### Passage shown
FIRST Robotics Competition Discussions

cancel
Showing results for 
Search instead for 
Did you mean: 

AnalogModule->GetAverageValue() gives wrong results if polled too fast

I have found that if I try to read from Analog Module 1 while the battery reading jumper is on it, I occasionally get a value of 1628, even if the signal line is grounded.

This only happens if the battery jumper is in place, and if a Wait(.005) is omitted from the read loop.

I have produced a minimal Wind River project to demonstrate this. Here is the main routine, but the zipped project file is attached:

class AnalogModuleBugTest : public SimpleRobot
{
    Timer timer;
    AnalogModule *aMod;

public:
    AnalogModuleBugTest(void):
        timer()
    {   
        aMod = AnalogModule::GetInstance(1);
        GetWatchdog().SetExpiration(0.1);
        timer.Start();
    }

void Autonomous(void){
        double deltaT = 0;
        float sampleRate = 0;
        INT32 avgValue;
        bool error = false;
        timer.Reset();
        sampleRate = aMod->GetSampleRate();
        while (IsAutonomous())
######
> [To be done]
(A) In the forum post about the analog module reading bug, what value is sometimes returned even when the signal line is grounded?
(B) Pick up the forum post about the analog module reading bug after its final line and keep writing it.
### Recorded data
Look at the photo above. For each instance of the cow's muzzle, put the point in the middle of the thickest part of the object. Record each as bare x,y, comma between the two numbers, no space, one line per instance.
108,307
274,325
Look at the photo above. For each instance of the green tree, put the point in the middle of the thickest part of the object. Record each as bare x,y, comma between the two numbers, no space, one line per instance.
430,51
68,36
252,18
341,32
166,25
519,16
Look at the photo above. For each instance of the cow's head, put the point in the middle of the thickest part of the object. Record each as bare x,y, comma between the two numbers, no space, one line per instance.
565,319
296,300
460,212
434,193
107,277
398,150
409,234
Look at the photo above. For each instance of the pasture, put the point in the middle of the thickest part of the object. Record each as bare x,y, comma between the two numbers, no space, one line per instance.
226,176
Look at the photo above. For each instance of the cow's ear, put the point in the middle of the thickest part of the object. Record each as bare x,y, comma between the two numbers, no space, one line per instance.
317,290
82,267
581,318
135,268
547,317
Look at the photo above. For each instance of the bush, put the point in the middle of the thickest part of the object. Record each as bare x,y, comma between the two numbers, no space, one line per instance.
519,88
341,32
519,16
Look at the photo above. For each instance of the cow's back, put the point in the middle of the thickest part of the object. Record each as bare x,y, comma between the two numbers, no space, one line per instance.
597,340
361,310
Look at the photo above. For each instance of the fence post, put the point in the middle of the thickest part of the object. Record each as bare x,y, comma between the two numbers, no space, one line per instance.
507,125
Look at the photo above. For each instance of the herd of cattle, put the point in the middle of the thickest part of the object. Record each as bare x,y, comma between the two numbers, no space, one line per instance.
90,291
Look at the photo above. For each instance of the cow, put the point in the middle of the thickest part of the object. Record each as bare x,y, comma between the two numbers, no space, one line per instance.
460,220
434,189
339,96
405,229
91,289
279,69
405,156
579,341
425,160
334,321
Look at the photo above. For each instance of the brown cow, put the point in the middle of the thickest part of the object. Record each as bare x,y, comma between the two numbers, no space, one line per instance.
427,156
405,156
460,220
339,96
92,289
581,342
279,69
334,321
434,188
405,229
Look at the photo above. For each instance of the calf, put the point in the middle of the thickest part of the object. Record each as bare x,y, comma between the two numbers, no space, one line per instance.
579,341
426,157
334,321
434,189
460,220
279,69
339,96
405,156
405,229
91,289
######
> [Answer list]
(A) 1628

(B)
        {
            GetWatchdog().Feed();

            deltaT = timer.Get();
            if (deltaT > .02){
                avgValue = aMod->GetAverageValue(6);
                if (avgValue > 500){
                     error = true; //<- put breakpoint here <<<-should never get here!
                }
                timer.Reset();
            }   
        //Wait(.005);  // (.005 seems OK) (.0005 has error) (.001 has error)
        }
    }

... balance of code not relevant.

Here is the complete description, which is also included in the zip file ( and the line

numbers will make more sense in the IDE):

This applies to Analog Module 1 only.

Although channel 6 is used in this example I have duplicated the
results for all other channels, except 8 which is battery.

Setup:
(1) Place a jumper on Channel 6 of AnalogModule 1 (slot 1) between
ground and signal, so the voltage and avgValue should be 0, + noise.
Typical value is -4.

(2) Battery jumper is IN place on the breakout board.

(3) Breakpoint is set on line 33 "error = true".

(4) Line 37 "Wait(.005)" is commented out.

(5) Program is run as Debug Kernal Task - with option to attach spawned
tasks checked.

Result:
Breakpoint is reached within 3-4 minutes, often sooner, with
avgValue near 1630.  If the program is resumed from the breakpoint,
the breakpoint is reached again within a similar timeframe.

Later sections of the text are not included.